● GIVEN PROBLEM
Everything in the data should be repeated exactly, save for the images.

(Shape labeling records)

___

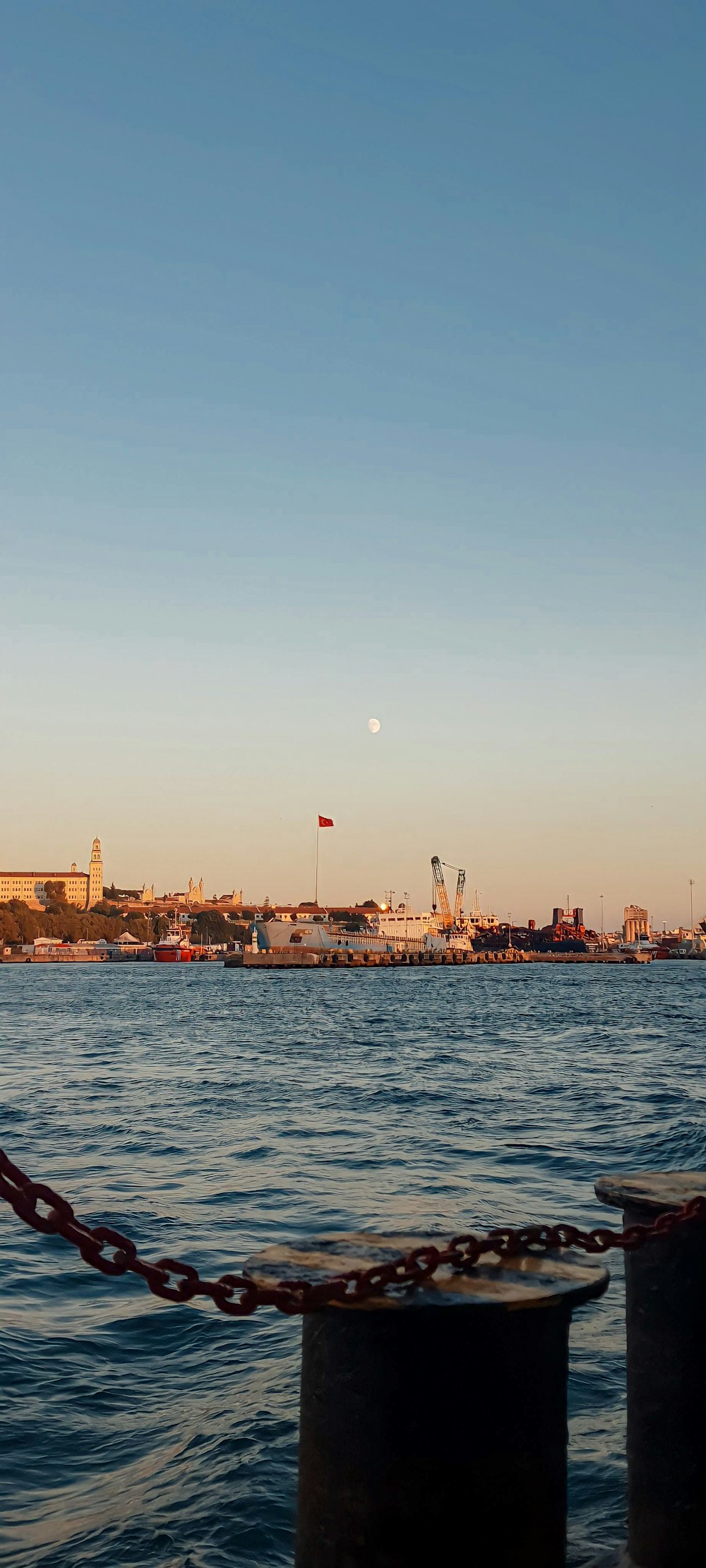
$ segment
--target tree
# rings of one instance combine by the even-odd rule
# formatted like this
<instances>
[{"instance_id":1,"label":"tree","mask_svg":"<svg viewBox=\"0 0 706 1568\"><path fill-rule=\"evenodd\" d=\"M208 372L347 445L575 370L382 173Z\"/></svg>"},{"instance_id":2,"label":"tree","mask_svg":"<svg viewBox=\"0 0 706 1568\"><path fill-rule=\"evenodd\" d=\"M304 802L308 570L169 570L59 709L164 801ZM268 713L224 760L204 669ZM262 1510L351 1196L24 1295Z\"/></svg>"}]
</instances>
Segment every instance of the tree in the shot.
<instances>
[{"instance_id":1,"label":"tree","mask_svg":"<svg viewBox=\"0 0 706 1568\"><path fill-rule=\"evenodd\" d=\"M202 909L191 925L191 942L232 942L231 920L220 909Z\"/></svg>"},{"instance_id":2,"label":"tree","mask_svg":"<svg viewBox=\"0 0 706 1568\"><path fill-rule=\"evenodd\" d=\"M6 903L0 903L0 946L19 942L19 925L13 911L8 909Z\"/></svg>"},{"instance_id":3,"label":"tree","mask_svg":"<svg viewBox=\"0 0 706 1568\"><path fill-rule=\"evenodd\" d=\"M35 909L28 909L27 903L22 903L20 898L11 898L9 903L5 905L3 908L9 909L9 913L14 914L20 942L33 942L35 936L39 936L41 930L39 916L35 913Z\"/></svg>"}]
</instances>

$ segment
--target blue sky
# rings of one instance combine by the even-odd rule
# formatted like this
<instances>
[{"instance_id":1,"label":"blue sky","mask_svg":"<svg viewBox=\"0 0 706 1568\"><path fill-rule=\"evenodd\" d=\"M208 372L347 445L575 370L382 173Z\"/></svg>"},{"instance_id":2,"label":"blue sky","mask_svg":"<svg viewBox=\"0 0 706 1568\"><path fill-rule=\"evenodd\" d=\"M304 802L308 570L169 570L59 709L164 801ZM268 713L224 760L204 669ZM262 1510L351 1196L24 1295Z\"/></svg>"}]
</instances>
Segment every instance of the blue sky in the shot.
<instances>
[{"instance_id":1,"label":"blue sky","mask_svg":"<svg viewBox=\"0 0 706 1568\"><path fill-rule=\"evenodd\" d=\"M703 69L679 0L8 8L3 862L306 897L322 811L329 898L706 906Z\"/></svg>"}]
</instances>

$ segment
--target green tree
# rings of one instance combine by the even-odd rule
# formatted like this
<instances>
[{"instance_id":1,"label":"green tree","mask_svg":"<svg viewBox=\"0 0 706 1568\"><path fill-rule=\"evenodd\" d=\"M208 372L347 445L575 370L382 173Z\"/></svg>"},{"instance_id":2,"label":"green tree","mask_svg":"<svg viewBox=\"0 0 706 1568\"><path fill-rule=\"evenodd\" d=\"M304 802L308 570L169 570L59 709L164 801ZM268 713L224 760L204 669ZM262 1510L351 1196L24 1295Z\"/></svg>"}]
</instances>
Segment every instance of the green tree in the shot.
<instances>
[{"instance_id":1,"label":"green tree","mask_svg":"<svg viewBox=\"0 0 706 1568\"><path fill-rule=\"evenodd\" d=\"M19 925L11 909L6 903L0 903L0 944L5 947L6 942L19 942Z\"/></svg>"},{"instance_id":2,"label":"green tree","mask_svg":"<svg viewBox=\"0 0 706 1568\"><path fill-rule=\"evenodd\" d=\"M44 892L47 895L47 905L66 902L66 883L63 881L44 883Z\"/></svg>"}]
</instances>

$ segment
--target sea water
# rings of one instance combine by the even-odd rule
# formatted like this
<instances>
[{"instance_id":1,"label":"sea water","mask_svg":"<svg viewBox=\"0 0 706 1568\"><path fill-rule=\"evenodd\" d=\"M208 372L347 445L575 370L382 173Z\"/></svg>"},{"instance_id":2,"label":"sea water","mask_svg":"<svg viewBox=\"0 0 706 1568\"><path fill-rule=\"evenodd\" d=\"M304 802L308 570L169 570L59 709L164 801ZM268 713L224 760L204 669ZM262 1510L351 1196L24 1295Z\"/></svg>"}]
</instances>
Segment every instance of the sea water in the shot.
<instances>
[{"instance_id":1,"label":"sea water","mask_svg":"<svg viewBox=\"0 0 706 1568\"><path fill-rule=\"evenodd\" d=\"M706 1168L704 1002L706 963L5 964L2 1143L210 1278L331 1231L618 1225L595 1176ZM290 1565L300 1322L158 1301L0 1207L3 1563ZM610 1272L571 1331L573 1563L623 1535Z\"/></svg>"}]
</instances>

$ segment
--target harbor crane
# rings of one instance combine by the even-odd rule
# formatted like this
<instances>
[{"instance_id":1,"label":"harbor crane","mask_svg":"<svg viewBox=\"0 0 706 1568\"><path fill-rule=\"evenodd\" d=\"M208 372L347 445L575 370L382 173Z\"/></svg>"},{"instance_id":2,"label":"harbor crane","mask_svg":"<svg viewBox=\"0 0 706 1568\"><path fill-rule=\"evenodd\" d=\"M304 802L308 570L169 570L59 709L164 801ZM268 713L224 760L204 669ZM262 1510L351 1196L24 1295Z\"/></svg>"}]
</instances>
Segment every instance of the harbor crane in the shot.
<instances>
[{"instance_id":1,"label":"harbor crane","mask_svg":"<svg viewBox=\"0 0 706 1568\"><path fill-rule=\"evenodd\" d=\"M442 872L444 866L449 872L458 872L453 914L450 913L449 894L446 891L446 881ZM444 931L452 931L452 930L458 931L463 920L463 889L466 887L466 872L460 866L450 866L449 861L439 861L438 855L431 856L431 872L435 878L431 908L436 913L436 894L438 894L441 905L441 924Z\"/></svg>"}]
</instances>

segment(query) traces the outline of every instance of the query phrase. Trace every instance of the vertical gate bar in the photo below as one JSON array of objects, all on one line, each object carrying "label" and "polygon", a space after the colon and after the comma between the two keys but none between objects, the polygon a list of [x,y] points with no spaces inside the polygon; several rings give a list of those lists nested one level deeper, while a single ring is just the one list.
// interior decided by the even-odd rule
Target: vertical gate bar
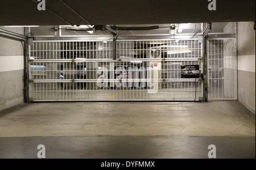
[{"label": "vertical gate bar", "polygon": [[220,53],[219,53],[219,51],[218,51],[218,48],[219,48],[219,46],[218,46],[218,42],[220,42],[220,40],[217,40],[217,43],[218,43],[218,45],[217,45],[217,48],[218,48],[218,52],[217,52],[217,57],[218,57],[218,59],[217,59],[217,63],[218,63],[218,64],[217,64],[217,66],[218,66],[218,76],[217,76],[217,78],[218,78],[217,79],[217,81],[218,82],[218,98],[220,98],[220,77],[219,77],[219,71],[218,71],[218,69],[219,69],[219,68],[220,68],[220,63],[219,63],[219,60],[220,60]]}]

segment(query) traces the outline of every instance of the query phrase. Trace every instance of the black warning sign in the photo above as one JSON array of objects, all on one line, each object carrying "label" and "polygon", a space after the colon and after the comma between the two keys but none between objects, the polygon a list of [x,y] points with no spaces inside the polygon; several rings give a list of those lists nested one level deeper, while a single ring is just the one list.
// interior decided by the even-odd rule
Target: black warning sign
[{"label": "black warning sign", "polygon": [[181,65],[181,78],[196,78],[199,76],[199,65]]}]

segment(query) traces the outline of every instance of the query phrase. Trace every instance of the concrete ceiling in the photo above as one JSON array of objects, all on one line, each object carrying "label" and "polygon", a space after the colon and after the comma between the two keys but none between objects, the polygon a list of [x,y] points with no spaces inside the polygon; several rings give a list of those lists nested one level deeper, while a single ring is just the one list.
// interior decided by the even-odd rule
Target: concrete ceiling
[{"label": "concrete ceiling", "polygon": [[208,0],[46,0],[46,11],[38,10],[36,0],[3,1],[0,5],[0,26],[88,24],[85,20],[95,25],[228,22],[255,19],[255,0],[216,0],[216,11],[208,10]]}]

___

● WRITTEN REPLY
$ segment
--target tree
# rings of one instance combine by the even-odd rule
# formatted like this
<instances>
[{"instance_id":1,"label":"tree","mask_svg":"<svg viewBox=\"0 0 706 1568\"><path fill-rule=\"evenodd\" d=\"M208 372L347 445L575 370L382 173Z\"/></svg>"},{"instance_id":2,"label":"tree","mask_svg":"<svg viewBox=\"0 0 706 1568\"><path fill-rule=\"evenodd\" d=\"M304 802L308 570L169 570L59 709L164 801ZM268 713L224 760L204 669ZM262 1510L351 1196L24 1295Z\"/></svg>"}]
</instances>
Segment every instance of the tree in the shot.
<instances>
[{"instance_id":1,"label":"tree","mask_svg":"<svg viewBox=\"0 0 706 1568\"><path fill-rule=\"evenodd\" d=\"M202 909L191 925L191 942L232 942L231 920L220 909Z\"/></svg>"},{"instance_id":2,"label":"tree","mask_svg":"<svg viewBox=\"0 0 706 1568\"><path fill-rule=\"evenodd\" d=\"M6 903L0 903L0 946L19 942L19 925L13 911L8 909Z\"/></svg>"},{"instance_id":3,"label":"tree","mask_svg":"<svg viewBox=\"0 0 706 1568\"><path fill-rule=\"evenodd\" d=\"M35 909L28 909L27 903L22 903L20 898L11 898L9 903L5 905L3 908L9 909L9 913L14 914L20 942L33 942L35 936L39 936L41 930L39 916L35 913Z\"/></svg>"}]
</instances>

$ segment
--target blue sky
# rings of one instance combine by the even-odd rule
# formatted like this
<instances>
[{"instance_id":1,"label":"blue sky","mask_svg":"<svg viewBox=\"0 0 706 1568\"><path fill-rule=\"evenodd\" d=\"M208 372L347 445L575 370L382 173Z\"/></svg>"},{"instance_id":2,"label":"blue sky","mask_svg":"<svg viewBox=\"0 0 706 1568\"><path fill-rule=\"evenodd\" d=\"M304 802L308 570L169 570L59 709L164 801ZM268 713L224 760L204 669ZM262 1510L351 1196L24 1295Z\"/></svg>"}]
</instances>
Segment every instance of the blue sky in the shot.
<instances>
[{"instance_id":1,"label":"blue sky","mask_svg":"<svg viewBox=\"0 0 706 1568\"><path fill-rule=\"evenodd\" d=\"M703 69L679 0L8 8L3 862L306 897L322 811L329 898L706 906Z\"/></svg>"}]
</instances>

$ segment
--target green tree
# rings of one instance combine by the even-odd rule
# formatted like this
<instances>
[{"instance_id":1,"label":"green tree","mask_svg":"<svg viewBox=\"0 0 706 1568\"><path fill-rule=\"evenodd\" d=\"M208 372L347 445L575 370L382 173Z\"/></svg>"},{"instance_id":2,"label":"green tree","mask_svg":"<svg viewBox=\"0 0 706 1568\"><path fill-rule=\"evenodd\" d=\"M304 802L308 570L169 570L59 709L164 801ZM268 713L224 760L204 669ZM262 1510L351 1196L24 1295Z\"/></svg>"}]
</instances>
Segment every instance of the green tree in the shot.
<instances>
[{"instance_id":1,"label":"green tree","mask_svg":"<svg viewBox=\"0 0 706 1568\"><path fill-rule=\"evenodd\" d=\"M19 925L11 909L6 903L0 903L0 944L5 947L6 942L19 942Z\"/></svg>"},{"instance_id":2,"label":"green tree","mask_svg":"<svg viewBox=\"0 0 706 1568\"><path fill-rule=\"evenodd\" d=\"M44 892L47 895L47 905L66 902L66 883L63 881L44 883Z\"/></svg>"}]
</instances>

$ segment
--target sea water
# rings of one instance combine by the even-odd rule
# formatted like this
<instances>
[{"instance_id":1,"label":"sea water","mask_svg":"<svg viewBox=\"0 0 706 1568\"><path fill-rule=\"evenodd\" d=\"M208 372L347 445L575 370L382 173Z\"/></svg>"},{"instance_id":2,"label":"sea water","mask_svg":"<svg viewBox=\"0 0 706 1568\"><path fill-rule=\"evenodd\" d=\"M304 802L308 570L169 570L59 709L164 801ZM268 713L224 760L204 669ZM262 1510L351 1196L24 1295Z\"/></svg>"}]
</instances>
Segment every instance of the sea water in the shot.
<instances>
[{"instance_id":1,"label":"sea water","mask_svg":"<svg viewBox=\"0 0 706 1568\"><path fill-rule=\"evenodd\" d=\"M706 1168L704 1002L706 963L5 964L2 1143L210 1278L331 1231L618 1225L595 1176ZM290 1565L300 1322L158 1301L0 1207L3 1563ZM610 1272L571 1331L573 1563L623 1535Z\"/></svg>"}]
</instances>

$ segment
--target harbor crane
# rings of one instance combine by the even-odd rule
# formatted like this
<instances>
[{"instance_id":1,"label":"harbor crane","mask_svg":"<svg viewBox=\"0 0 706 1568\"><path fill-rule=\"evenodd\" d=\"M208 372L347 445L575 370L382 173Z\"/></svg>"},{"instance_id":2,"label":"harbor crane","mask_svg":"<svg viewBox=\"0 0 706 1568\"><path fill-rule=\"evenodd\" d=\"M304 802L308 570L169 570L59 709L164 801ZM268 713L224 760L204 669ZM262 1510L351 1196L24 1295Z\"/></svg>"}]
</instances>
Segment every instance of the harbor crane in the shot.
<instances>
[{"instance_id":1,"label":"harbor crane","mask_svg":"<svg viewBox=\"0 0 706 1568\"><path fill-rule=\"evenodd\" d=\"M442 872L444 866L449 872L458 872L453 914L450 913L449 894L446 891L446 881ZM444 931L452 931L452 930L458 931L463 920L463 889L466 887L466 872L460 866L450 866L449 861L439 861L438 855L431 856L431 872L435 878L431 908L436 913L436 894L438 894L441 905L441 924Z\"/></svg>"}]
</instances>

segment(query) traces the outline of every instance of the query phrase. Trace every instance of the vertical gate bar in the photo below as one JSON array of objects, all on one line, each object carrying "label" and "polygon", a space after the colon and after the comma between the two keys but none between objects, the polygon a list of [x,y] points with no spaces inside the polygon; several rings give a list of those lists nested one level deeper, while a single ring is just the one list.
// interior decided by the even-odd rule
Target: vertical gate bar
[{"label": "vertical gate bar", "polygon": [[220,53],[219,53],[219,51],[218,51],[218,48],[219,48],[219,46],[218,46],[218,42],[220,42],[220,40],[217,40],[217,43],[218,43],[218,45],[217,45],[217,48],[218,48],[218,52],[217,52],[217,57],[218,57],[218,59],[217,59],[217,63],[218,63],[218,64],[217,64],[217,66],[218,66],[218,76],[217,76],[217,78],[218,78],[217,79],[217,81],[218,82],[218,98],[220,98],[220,77],[219,77],[219,71],[218,71],[218,69],[219,69],[219,68],[220,68],[220,63],[219,63],[219,60],[220,60]]}]

segment(query) traces the outline of every instance of the query phrase. Trace every instance of the black warning sign in the photo above as one JSON array of objects, all on one line, each object carrying "label" and "polygon", a space after the colon and after the comma between the two keys but none between objects, the polygon a list of [x,y] points with no spaces inside the polygon; several rings give a list of those lists nested one level deeper, while a single ring is just the one list.
// interior decided by the even-odd rule
Target: black warning sign
[{"label": "black warning sign", "polygon": [[181,65],[181,78],[196,78],[199,76],[199,65]]}]

segment(query) traces the outline of every instance of the query phrase. Trace every instance of the concrete ceiling in the photo above as one JSON array of objects, all on one line, each object carrying "label" and "polygon", a space after the colon and after the comma between the two keys but none between objects, the polygon a list of [x,y] points with no spaces inside the polygon; several rings give a list of those lists nested one level deeper, while a single ring is just the one list.
// interior decided by the even-odd rule
Target: concrete ceiling
[{"label": "concrete ceiling", "polygon": [[208,0],[46,0],[46,11],[38,10],[36,0],[3,1],[0,5],[0,26],[88,24],[85,20],[95,25],[228,22],[255,19],[255,0],[216,0],[216,11],[208,10]]}]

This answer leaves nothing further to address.